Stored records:
════

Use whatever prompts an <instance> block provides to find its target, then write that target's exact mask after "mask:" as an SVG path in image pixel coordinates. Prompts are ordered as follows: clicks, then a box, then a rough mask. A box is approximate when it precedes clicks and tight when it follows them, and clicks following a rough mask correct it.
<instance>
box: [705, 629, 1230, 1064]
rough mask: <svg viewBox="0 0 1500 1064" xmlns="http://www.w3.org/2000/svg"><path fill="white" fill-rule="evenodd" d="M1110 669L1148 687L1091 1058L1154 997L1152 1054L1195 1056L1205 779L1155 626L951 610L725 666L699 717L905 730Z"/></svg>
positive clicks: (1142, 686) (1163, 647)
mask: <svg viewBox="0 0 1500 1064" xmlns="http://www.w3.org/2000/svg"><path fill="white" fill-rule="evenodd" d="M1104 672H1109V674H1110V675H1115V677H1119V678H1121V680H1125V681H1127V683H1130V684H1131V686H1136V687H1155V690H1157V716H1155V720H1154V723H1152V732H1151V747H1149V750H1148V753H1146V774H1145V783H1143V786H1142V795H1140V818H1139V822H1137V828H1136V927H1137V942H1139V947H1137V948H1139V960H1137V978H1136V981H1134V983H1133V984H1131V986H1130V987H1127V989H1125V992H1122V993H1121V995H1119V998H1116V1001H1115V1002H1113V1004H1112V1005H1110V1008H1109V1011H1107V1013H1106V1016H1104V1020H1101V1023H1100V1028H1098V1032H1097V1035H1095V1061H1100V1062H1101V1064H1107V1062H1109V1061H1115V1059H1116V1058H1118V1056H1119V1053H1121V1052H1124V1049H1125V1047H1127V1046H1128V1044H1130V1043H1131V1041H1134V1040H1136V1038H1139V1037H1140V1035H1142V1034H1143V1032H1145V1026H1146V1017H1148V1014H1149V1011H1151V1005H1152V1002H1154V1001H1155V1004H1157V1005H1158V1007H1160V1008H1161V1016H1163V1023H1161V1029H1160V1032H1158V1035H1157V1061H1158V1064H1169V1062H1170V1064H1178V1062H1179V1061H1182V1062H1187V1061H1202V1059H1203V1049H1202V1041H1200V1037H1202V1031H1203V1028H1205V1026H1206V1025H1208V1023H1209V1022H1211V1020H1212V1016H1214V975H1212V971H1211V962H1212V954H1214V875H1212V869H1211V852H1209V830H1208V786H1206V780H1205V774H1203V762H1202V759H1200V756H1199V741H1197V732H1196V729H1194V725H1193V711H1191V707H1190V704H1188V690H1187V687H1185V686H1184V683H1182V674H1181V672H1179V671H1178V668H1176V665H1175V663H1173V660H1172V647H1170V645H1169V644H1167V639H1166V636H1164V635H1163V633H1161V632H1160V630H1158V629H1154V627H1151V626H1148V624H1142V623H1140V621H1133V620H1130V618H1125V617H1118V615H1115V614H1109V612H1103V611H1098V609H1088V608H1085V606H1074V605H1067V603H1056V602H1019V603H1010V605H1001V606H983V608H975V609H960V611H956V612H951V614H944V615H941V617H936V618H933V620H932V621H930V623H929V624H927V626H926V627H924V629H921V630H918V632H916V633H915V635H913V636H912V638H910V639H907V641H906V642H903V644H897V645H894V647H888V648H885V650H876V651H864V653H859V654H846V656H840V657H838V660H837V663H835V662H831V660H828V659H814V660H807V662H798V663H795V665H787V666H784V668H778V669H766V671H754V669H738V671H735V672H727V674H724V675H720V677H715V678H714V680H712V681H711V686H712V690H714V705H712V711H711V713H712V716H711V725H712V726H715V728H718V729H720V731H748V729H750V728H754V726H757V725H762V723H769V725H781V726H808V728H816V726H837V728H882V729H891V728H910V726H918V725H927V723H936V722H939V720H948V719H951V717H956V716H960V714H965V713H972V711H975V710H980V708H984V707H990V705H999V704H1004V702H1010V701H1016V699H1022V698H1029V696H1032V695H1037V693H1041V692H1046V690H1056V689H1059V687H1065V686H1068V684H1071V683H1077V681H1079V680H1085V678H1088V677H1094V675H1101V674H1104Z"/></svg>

════

Task objective:
Beginning with the line that has "box: [705, 629, 1230, 1064]" and ending with the line that has "rough mask: <svg", set down the lines above exactly and include no others.

Answer to the problem:
box: [705, 629, 1230, 1064]
rough mask: <svg viewBox="0 0 1500 1064" xmlns="http://www.w3.org/2000/svg"><path fill="white" fill-rule="evenodd" d="M1110 669L1148 687L1091 1058L1154 997L1152 1054L1195 1056L1205 779L1155 626L951 610L725 666L699 717L905 730Z"/></svg>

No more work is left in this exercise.